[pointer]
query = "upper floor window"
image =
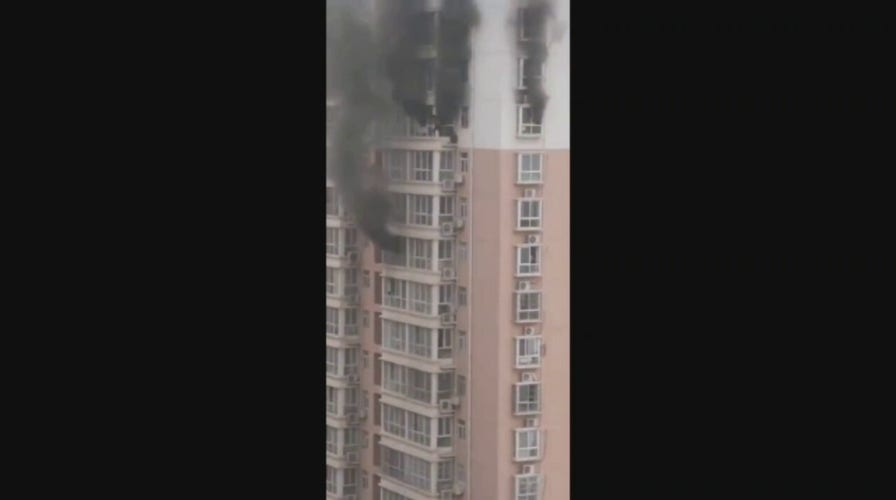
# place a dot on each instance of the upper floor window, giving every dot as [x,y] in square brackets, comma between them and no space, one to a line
[332,402]
[527,398]
[529,168]
[332,241]
[528,126]
[464,162]
[529,72]
[527,444]
[332,321]
[528,351]
[446,166]
[446,252]
[527,487]
[331,281]
[421,165]
[420,253]
[528,306]
[332,440]
[528,260]
[349,481]
[528,214]
[331,480]
[406,468]
[332,361]
[531,23]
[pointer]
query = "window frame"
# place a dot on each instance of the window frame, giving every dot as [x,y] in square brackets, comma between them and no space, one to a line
[528,494]
[518,408]
[332,244]
[530,128]
[528,315]
[521,354]
[529,452]
[521,172]
[528,219]
[526,269]
[421,210]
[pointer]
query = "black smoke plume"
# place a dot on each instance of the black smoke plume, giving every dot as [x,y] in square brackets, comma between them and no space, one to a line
[428,51]
[535,18]
[353,75]
[423,55]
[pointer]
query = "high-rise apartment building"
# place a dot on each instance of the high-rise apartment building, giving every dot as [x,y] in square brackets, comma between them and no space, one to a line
[448,363]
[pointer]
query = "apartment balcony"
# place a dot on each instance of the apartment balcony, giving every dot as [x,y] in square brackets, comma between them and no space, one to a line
[342,416]
[343,257]
[433,228]
[401,481]
[406,133]
[344,296]
[344,457]
[387,484]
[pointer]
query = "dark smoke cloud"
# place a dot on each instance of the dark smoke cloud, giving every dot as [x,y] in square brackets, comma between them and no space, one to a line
[537,17]
[352,74]
[409,50]
[423,47]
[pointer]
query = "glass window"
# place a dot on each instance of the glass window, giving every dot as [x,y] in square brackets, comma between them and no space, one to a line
[528,260]
[528,397]
[528,306]
[445,345]
[420,252]
[332,321]
[332,361]
[528,351]
[421,164]
[331,281]
[529,168]
[527,447]
[529,214]
[527,487]
[332,241]
[422,210]
[420,297]
[445,432]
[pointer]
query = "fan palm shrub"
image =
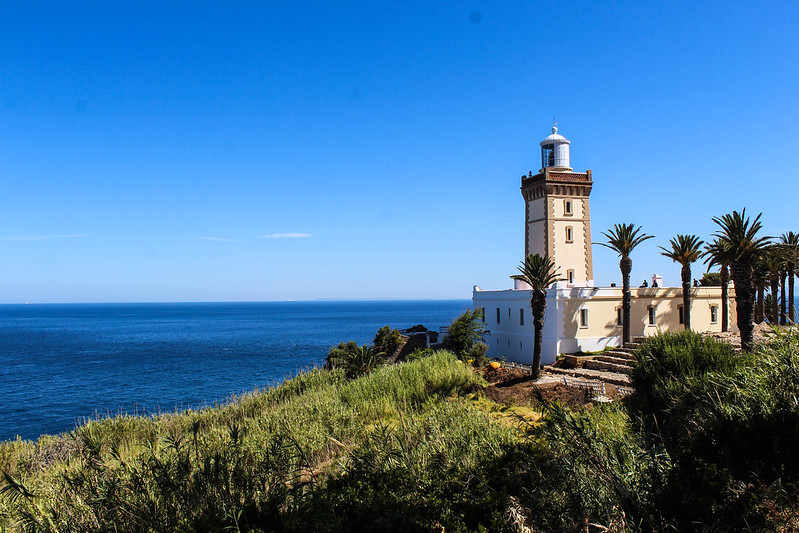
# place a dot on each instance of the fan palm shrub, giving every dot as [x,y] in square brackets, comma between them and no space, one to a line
[685,249]
[622,239]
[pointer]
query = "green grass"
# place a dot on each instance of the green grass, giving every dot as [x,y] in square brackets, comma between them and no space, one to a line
[707,442]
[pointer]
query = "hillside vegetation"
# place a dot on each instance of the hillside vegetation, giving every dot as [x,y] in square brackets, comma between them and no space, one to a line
[707,442]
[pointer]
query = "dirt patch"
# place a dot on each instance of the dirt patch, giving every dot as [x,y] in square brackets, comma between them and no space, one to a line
[504,375]
[515,386]
[524,393]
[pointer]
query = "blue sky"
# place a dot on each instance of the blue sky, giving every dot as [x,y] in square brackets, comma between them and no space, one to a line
[300,150]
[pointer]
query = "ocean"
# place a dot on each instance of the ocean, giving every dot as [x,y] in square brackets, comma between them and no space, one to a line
[63,363]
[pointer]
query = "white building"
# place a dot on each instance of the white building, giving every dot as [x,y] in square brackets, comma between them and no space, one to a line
[579,315]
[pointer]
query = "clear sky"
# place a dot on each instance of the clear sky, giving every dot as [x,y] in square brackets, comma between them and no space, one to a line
[197,151]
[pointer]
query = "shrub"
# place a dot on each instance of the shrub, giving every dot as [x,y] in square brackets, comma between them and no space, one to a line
[477,354]
[387,340]
[353,359]
[666,364]
[464,332]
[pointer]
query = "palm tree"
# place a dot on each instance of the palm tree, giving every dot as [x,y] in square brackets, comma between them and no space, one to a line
[538,272]
[740,236]
[685,249]
[761,280]
[773,263]
[790,243]
[623,239]
[716,254]
[783,300]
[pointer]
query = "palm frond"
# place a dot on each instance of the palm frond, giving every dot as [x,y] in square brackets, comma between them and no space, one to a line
[740,235]
[685,249]
[538,272]
[623,238]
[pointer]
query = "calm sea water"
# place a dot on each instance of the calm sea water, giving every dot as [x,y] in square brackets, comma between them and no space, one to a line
[60,364]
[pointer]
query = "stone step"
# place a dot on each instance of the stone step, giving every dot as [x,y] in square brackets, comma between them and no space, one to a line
[627,356]
[608,358]
[624,349]
[614,378]
[607,367]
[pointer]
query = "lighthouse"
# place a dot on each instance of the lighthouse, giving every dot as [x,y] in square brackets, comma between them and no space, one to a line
[557,213]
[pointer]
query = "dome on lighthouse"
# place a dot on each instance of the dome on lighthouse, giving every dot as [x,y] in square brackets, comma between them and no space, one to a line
[554,138]
[555,151]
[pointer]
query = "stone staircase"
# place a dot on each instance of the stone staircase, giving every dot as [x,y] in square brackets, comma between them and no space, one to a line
[613,366]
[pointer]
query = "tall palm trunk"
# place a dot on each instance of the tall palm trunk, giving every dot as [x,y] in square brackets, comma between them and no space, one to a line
[774,281]
[725,302]
[783,299]
[626,266]
[743,277]
[685,272]
[791,311]
[538,305]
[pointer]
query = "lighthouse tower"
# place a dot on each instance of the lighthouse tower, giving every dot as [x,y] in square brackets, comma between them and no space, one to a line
[557,216]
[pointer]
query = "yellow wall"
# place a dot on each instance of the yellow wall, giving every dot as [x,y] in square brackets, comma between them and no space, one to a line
[602,311]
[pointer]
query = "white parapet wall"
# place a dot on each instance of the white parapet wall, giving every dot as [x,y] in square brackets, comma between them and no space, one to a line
[588,318]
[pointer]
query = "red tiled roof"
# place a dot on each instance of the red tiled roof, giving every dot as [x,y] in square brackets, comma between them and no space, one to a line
[568,176]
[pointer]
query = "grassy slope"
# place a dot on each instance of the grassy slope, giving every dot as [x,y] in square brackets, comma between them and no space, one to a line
[256,462]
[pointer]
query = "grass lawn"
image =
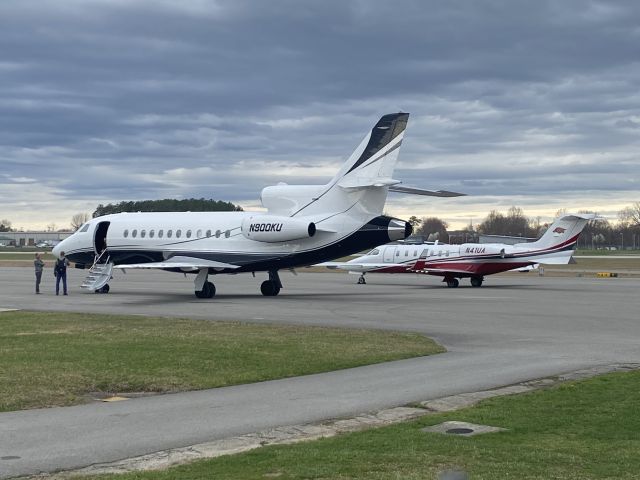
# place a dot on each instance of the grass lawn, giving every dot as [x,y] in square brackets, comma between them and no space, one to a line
[582,430]
[49,359]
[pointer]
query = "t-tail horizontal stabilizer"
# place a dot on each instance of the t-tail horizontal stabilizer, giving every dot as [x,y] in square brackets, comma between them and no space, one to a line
[422,191]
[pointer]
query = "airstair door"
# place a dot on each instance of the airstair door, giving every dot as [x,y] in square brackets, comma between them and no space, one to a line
[100,237]
[389,254]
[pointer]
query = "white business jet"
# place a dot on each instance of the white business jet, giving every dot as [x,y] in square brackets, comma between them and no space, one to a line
[472,260]
[303,225]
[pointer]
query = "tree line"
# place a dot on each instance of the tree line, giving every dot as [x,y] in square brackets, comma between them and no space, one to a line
[167,205]
[625,233]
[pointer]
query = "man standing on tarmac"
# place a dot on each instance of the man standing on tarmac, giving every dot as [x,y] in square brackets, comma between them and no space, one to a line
[39,266]
[60,272]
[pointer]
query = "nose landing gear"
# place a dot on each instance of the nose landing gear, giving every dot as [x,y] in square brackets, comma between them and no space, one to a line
[271,287]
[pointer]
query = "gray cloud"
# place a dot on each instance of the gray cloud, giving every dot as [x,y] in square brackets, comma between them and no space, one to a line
[511,101]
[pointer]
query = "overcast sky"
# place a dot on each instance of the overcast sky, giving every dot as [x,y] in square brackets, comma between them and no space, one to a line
[533,104]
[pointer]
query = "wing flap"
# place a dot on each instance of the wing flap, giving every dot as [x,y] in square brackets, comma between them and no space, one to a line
[182,262]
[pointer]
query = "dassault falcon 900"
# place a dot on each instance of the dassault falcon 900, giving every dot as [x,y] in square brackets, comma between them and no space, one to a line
[472,260]
[303,225]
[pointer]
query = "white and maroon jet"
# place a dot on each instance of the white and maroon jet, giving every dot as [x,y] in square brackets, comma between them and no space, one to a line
[471,260]
[303,225]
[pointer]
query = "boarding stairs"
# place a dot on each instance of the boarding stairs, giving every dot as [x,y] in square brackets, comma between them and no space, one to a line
[99,274]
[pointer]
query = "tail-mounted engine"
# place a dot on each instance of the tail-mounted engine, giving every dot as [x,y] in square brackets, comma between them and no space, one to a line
[273,229]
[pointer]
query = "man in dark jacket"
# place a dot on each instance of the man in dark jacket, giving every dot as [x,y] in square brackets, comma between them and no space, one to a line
[39,265]
[60,272]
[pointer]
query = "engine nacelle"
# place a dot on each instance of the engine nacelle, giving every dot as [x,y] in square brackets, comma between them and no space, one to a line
[286,199]
[482,249]
[273,229]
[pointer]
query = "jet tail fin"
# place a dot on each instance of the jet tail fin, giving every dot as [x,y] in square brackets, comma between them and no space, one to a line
[563,232]
[375,158]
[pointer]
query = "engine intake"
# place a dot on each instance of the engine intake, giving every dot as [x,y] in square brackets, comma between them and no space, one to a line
[273,229]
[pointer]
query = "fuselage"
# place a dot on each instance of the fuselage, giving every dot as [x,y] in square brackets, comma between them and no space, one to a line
[466,260]
[155,237]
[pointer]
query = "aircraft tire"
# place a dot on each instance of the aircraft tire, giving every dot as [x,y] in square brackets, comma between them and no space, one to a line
[208,291]
[269,288]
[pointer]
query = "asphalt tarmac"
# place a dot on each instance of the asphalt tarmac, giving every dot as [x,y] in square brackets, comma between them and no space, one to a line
[516,327]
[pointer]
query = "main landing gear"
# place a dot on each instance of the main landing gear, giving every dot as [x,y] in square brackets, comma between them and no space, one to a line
[204,288]
[452,282]
[271,287]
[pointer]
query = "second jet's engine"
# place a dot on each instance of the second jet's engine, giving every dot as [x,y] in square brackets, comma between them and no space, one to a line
[273,229]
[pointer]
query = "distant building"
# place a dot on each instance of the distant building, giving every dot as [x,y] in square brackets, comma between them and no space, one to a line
[31,239]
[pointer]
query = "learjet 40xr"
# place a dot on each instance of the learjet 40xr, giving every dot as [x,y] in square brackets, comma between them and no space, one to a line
[303,225]
[472,260]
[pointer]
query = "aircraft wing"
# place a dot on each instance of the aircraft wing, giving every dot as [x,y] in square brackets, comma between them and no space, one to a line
[360,267]
[184,263]
[422,191]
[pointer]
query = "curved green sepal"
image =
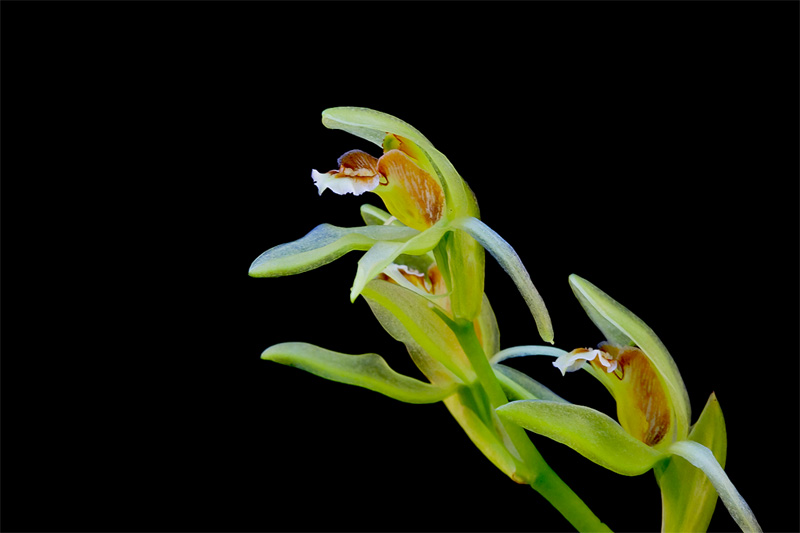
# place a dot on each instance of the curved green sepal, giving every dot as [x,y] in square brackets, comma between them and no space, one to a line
[383,253]
[375,216]
[371,125]
[622,327]
[591,433]
[687,496]
[703,458]
[426,328]
[520,386]
[525,351]
[512,264]
[368,370]
[490,332]
[322,245]
[374,125]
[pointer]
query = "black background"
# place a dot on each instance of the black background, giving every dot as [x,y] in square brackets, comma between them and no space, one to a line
[152,151]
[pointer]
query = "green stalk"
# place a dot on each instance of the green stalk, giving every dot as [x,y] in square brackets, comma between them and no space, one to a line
[566,502]
[533,468]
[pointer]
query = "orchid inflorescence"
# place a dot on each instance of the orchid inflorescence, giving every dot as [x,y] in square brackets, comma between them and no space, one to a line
[422,275]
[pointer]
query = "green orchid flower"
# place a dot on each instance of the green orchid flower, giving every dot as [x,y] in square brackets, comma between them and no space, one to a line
[653,432]
[422,276]
[434,210]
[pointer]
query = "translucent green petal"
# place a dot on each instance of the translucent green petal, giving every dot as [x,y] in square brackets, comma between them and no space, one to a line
[511,263]
[489,331]
[383,254]
[704,459]
[375,216]
[323,244]
[622,327]
[687,496]
[428,330]
[368,370]
[520,386]
[467,263]
[591,433]
[525,351]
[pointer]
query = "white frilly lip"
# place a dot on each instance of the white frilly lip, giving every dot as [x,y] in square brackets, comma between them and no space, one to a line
[356,185]
[575,360]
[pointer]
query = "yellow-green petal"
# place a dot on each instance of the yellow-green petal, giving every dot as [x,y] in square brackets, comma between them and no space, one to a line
[622,327]
[367,370]
[324,244]
[687,496]
[591,433]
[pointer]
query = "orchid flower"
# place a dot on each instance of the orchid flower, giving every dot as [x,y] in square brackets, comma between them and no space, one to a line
[653,410]
[434,209]
[422,276]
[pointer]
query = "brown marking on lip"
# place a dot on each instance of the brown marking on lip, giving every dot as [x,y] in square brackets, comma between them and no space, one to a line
[640,388]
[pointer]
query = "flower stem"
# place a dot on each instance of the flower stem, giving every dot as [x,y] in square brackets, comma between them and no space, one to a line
[533,469]
[566,502]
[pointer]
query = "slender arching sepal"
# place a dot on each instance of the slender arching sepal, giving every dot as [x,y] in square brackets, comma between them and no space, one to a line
[367,370]
[422,324]
[703,458]
[591,433]
[622,327]
[382,254]
[687,496]
[512,264]
[519,386]
[323,244]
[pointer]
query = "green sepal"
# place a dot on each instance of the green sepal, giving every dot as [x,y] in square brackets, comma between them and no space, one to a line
[384,253]
[512,264]
[374,125]
[322,245]
[367,370]
[591,433]
[467,262]
[703,458]
[520,386]
[687,496]
[622,327]
[375,216]
[417,316]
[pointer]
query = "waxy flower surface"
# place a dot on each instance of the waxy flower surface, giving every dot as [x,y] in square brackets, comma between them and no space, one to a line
[653,412]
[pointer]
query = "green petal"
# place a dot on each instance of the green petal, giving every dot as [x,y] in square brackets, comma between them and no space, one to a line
[374,125]
[490,332]
[525,351]
[520,386]
[467,263]
[375,216]
[687,496]
[422,323]
[323,244]
[368,370]
[591,433]
[383,254]
[704,459]
[622,327]
[512,264]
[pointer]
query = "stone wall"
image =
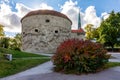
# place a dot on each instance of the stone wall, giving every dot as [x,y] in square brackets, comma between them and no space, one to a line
[43,33]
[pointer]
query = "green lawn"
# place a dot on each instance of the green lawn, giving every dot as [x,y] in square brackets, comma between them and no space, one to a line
[15,66]
[18,54]
[112,64]
[19,64]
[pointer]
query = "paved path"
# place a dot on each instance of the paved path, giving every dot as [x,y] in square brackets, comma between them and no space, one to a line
[44,72]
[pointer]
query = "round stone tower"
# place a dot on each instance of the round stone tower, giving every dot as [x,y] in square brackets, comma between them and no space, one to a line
[44,30]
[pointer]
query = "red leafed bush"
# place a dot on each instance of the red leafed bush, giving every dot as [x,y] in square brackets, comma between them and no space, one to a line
[80,56]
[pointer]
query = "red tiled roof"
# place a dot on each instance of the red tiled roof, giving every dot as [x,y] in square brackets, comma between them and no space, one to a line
[78,31]
[46,12]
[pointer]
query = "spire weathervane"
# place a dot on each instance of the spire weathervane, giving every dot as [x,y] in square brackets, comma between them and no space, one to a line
[79,21]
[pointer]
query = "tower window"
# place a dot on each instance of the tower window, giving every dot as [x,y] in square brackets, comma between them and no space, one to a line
[56,31]
[47,20]
[23,32]
[36,30]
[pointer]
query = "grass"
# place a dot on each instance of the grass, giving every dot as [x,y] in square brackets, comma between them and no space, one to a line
[18,64]
[19,54]
[11,67]
[112,64]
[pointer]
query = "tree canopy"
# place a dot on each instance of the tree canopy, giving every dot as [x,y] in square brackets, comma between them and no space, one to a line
[109,30]
[1,30]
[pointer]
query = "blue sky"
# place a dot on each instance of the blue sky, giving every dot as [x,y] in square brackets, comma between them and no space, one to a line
[11,11]
[100,5]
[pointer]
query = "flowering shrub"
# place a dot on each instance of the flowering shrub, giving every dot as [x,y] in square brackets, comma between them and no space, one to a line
[80,56]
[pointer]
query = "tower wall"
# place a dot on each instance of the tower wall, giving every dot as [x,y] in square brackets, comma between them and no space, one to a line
[43,33]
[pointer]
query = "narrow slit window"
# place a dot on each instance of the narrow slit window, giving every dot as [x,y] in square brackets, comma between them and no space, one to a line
[36,30]
[56,31]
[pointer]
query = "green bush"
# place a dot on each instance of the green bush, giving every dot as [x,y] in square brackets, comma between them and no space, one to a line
[78,56]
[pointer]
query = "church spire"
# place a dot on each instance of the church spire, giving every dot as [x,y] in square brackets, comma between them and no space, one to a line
[79,21]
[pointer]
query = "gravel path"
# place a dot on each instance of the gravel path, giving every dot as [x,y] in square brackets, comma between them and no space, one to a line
[44,72]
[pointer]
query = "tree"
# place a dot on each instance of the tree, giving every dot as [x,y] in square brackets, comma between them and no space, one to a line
[109,30]
[1,30]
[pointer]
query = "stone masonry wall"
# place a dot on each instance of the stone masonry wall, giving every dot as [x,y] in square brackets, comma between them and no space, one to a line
[43,33]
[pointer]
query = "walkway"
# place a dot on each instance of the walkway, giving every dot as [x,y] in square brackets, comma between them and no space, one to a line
[44,72]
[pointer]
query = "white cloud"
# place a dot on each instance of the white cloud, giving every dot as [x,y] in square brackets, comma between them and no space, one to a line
[104,15]
[43,6]
[22,9]
[71,9]
[11,20]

## JOB
Please find every line in the records that contains the string "parapet", matching case exactly, and copy each of those lines.

## ANSWER IN FULL
query = "white parapet wall"
# place a dot on each instance of the white parapet wall, giving every dot as [x,y] in square brackets, comma between them and no space, one to a line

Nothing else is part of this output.